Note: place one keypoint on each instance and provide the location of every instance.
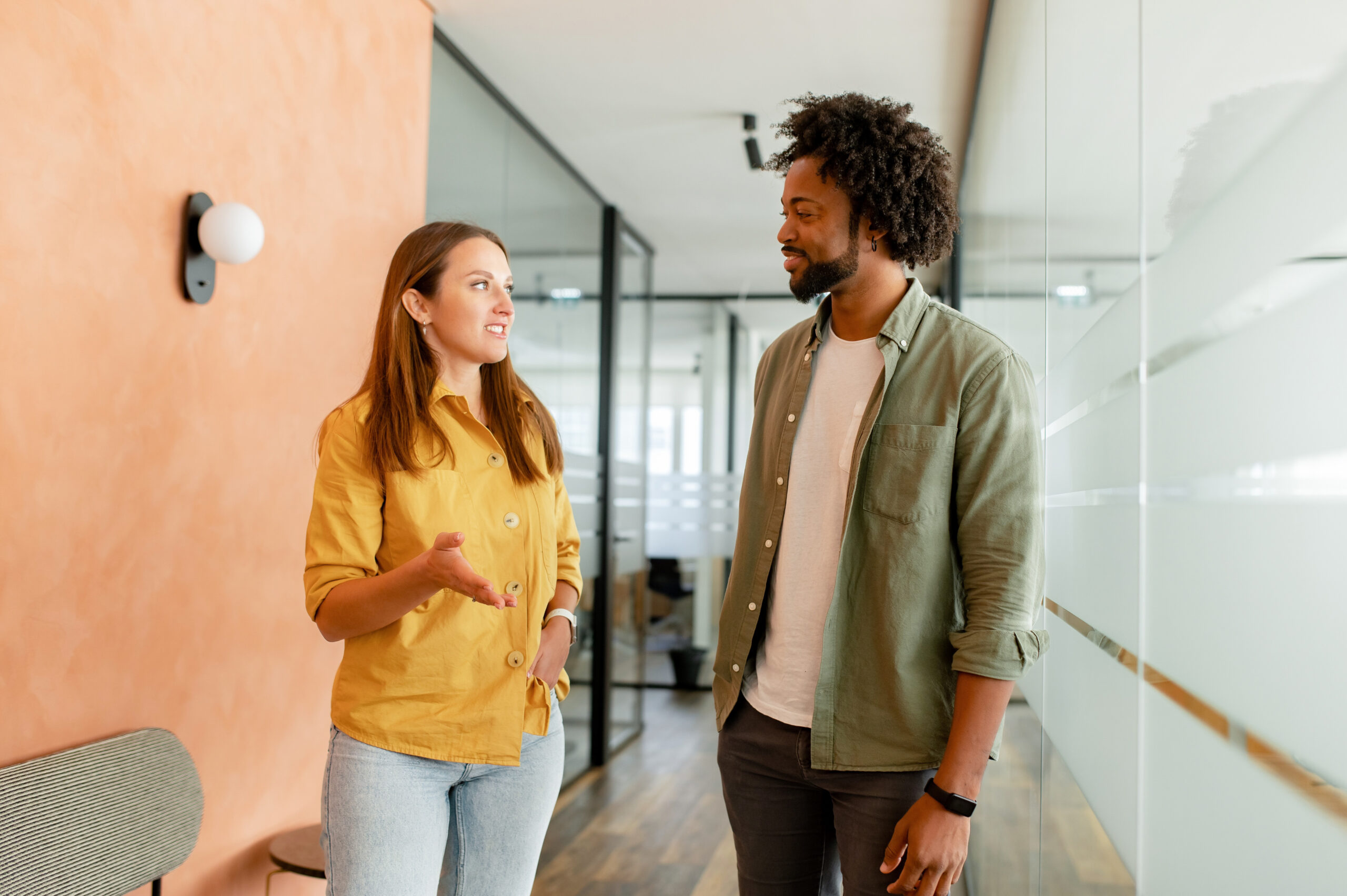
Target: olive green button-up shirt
(942, 560)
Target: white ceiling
(646, 102)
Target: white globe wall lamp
(229, 232)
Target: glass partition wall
(582, 286)
(1156, 217)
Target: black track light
(751, 145)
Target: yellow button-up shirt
(450, 678)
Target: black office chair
(666, 578)
(100, 820)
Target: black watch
(956, 803)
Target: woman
(444, 551)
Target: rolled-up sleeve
(1000, 523)
(568, 539)
(347, 522)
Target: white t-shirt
(811, 532)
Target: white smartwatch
(568, 615)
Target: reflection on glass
(628, 506)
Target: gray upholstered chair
(100, 820)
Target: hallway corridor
(652, 821)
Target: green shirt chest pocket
(908, 471)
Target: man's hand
(552, 651)
(937, 845)
(448, 568)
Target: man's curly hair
(893, 170)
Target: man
(889, 554)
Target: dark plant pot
(687, 666)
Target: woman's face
(470, 316)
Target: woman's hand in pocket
(448, 568)
(552, 651)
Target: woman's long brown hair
(403, 369)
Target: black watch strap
(956, 803)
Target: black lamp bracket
(198, 268)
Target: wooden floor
(652, 821)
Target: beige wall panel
(157, 457)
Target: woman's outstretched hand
(448, 568)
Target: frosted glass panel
(1090, 713)
(1217, 823)
(1155, 208)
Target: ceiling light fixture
(751, 145)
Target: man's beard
(821, 277)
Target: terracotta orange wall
(157, 457)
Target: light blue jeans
(411, 827)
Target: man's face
(818, 239)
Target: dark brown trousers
(800, 832)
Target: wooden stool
(298, 852)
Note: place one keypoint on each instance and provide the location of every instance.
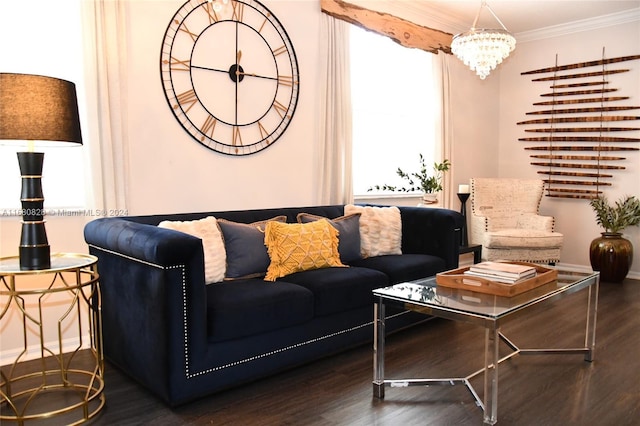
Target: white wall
(574, 218)
(171, 172)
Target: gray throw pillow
(247, 255)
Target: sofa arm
(432, 231)
(149, 276)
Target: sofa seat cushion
(522, 238)
(404, 267)
(339, 289)
(245, 307)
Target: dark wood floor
(534, 390)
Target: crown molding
(624, 17)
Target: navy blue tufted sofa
(183, 339)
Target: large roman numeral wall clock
(230, 74)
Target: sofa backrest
(245, 216)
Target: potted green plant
(611, 254)
(422, 180)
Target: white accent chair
(505, 220)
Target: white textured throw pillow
(215, 256)
(380, 229)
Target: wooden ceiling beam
(399, 30)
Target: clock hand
(209, 69)
(256, 75)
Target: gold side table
(64, 386)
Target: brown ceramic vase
(611, 254)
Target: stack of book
(507, 273)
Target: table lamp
(36, 111)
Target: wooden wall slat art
(571, 174)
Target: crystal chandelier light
(482, 49)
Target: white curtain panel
(443, 147)
(334, 156)
(105, 56)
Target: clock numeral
(179, 65)
(237, 137)
(280, 109)
(238, 11)
(280, 50)
(184, 28)
(286, 80)
(209, 124)
(263, 131)
(188, 98)
(213, 16)
(267, 16)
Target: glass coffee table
(488, 311)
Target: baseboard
(34, 351)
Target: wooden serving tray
(456, 279)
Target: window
(392, 94)
(54, 50)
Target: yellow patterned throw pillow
(296, 247)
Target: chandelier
(482, 49)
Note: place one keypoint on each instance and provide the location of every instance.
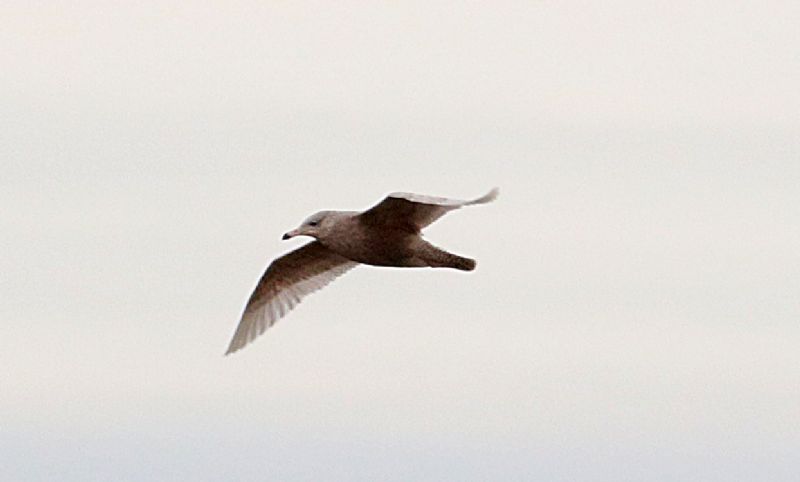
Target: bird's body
(389, 234)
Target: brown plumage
(388, 234)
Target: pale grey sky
(635, 313)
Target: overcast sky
(635, 312)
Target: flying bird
(388, 234)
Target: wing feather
(413, 212)
(285, 282)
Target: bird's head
(315, 225)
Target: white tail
(487, 198)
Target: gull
(388, 234)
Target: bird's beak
(290, 234)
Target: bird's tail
(486, 198)
(439, 258)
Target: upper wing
(287, 280)
(412, 212)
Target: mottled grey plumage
(388, 234)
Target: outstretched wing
(413, 212)
(286, 281)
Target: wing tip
(488, 197)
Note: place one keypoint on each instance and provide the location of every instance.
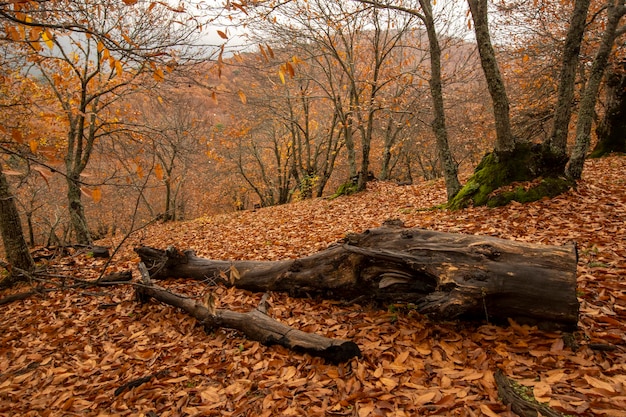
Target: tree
(557, 142)
(611, 130)
(505, 142)
(15, 246)
(445, 275)
(449, 166)
(353, 47)
(525, 161)
(177, 125)
(91, 55)
(615, 11)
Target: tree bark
(448, 165)
(15, 246)
(77, 212)
(446, 276)
(611, 131)
(586, 112)
(504, 137)
(557, 141)
(255, 324)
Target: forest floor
(71, 352)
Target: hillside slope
(66, 353)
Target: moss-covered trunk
(527, 173)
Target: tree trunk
(448, 165)
(445, 275)
(15, 246)
(495, 84)
(611, 130)
(77, 211)
(255, 324)
(586, 112)
(557, 141)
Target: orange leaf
(158, 171)
(487, 411)
(242, 97)
(158, 75)
(96, 195)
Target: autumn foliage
(73, 351)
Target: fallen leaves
(66, 353)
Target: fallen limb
(522, 405)
(255, 324)
(446, 275)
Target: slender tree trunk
(439, 122)
(347, 129)
(586, 112)
(15, 246)
(611, 131)
(557, 141)
(77, 211)
(504, 137)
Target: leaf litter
(66, 353)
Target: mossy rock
(491, 183)
(347, 188)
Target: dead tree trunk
(255, 324)
(447, 276)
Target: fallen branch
(445, 275)
(519, 404)
(255, 324)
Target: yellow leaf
(366, 410)
(389, 383)
(542, 391)
(158, 171)
(158, 75)
(487, 411)
(17, 136)
(597, 383)
(290, 70)
(45, 36)
(118, 67)
(242, 97)
(425, 398)
(96, 195)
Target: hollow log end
(339, 353)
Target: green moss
(346, 188)
(497, 172)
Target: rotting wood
(255, 324)
(524, 407)
(445, 275)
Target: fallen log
(446, 275)
(255, 324)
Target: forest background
(116, 115)
(121, 120)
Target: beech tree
(611, 130)
(513, 160)
(91, 55)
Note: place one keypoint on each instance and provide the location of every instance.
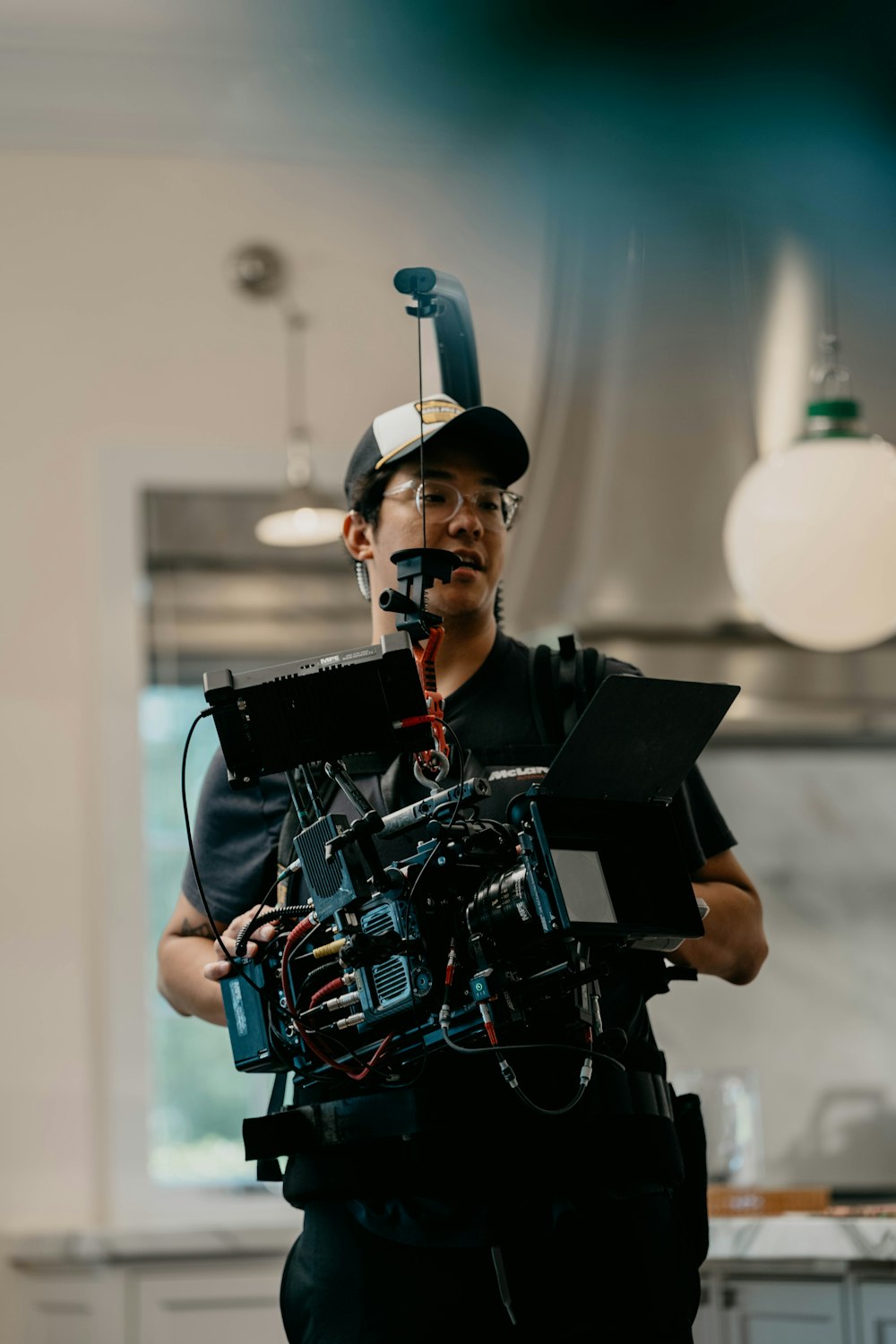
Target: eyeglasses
(495, 508)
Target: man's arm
(734, 943)
(191, 962)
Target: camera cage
(522, 908)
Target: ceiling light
(810, 531)
(304, 515)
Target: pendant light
(304, 515)
(810, 531)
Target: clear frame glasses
(495, 508)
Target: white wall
(121, 347)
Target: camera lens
(501, 908)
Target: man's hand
(191, 964)
(734, 943)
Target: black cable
(419, 383)
(218, 938)
(538, 1045)
(263, 917)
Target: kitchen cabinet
(876, 1312)
(807, 1311)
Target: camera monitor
(637, 738)
(320, 709)
(616, 868)
(603, 817)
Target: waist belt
(403, 1115)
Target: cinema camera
(484, 935)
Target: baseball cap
(395, 435)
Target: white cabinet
(72, 1306)
(215, 1305)
(212, 1301)
(783, 1312)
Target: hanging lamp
(304, 513)
(810, 530)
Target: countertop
(785, 1236)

——————————

[What to work on] Copy the listing word for word, starting with the line that contains "Target: camera lens" and going through its very last line.

[Task output]
Target: camera lens
(501, 908)
Target: man's hand
(191, 964)
(734, 943)
Target: black cable
(419, 383)
(218, 938)
(538, 1045)
(263, 917)
Target: kitchen cabinet
(876, 1312)
(807, 1311)
Target: camera monitor
(637, 738)
(320, 709)
(616, 868)
(603, 817)
Target: waist belt
(403, 1115)
Target: cinema camera
(484, 935)
Target: baseball cap
(395, 435)
Target: white cabinet
(72, 1306)
(215, 1305)
(212, 1301)
(783, 1312)
Target: hanging lamp
(304, 513)
(810, 530)
Target: countertop
(785, 1236)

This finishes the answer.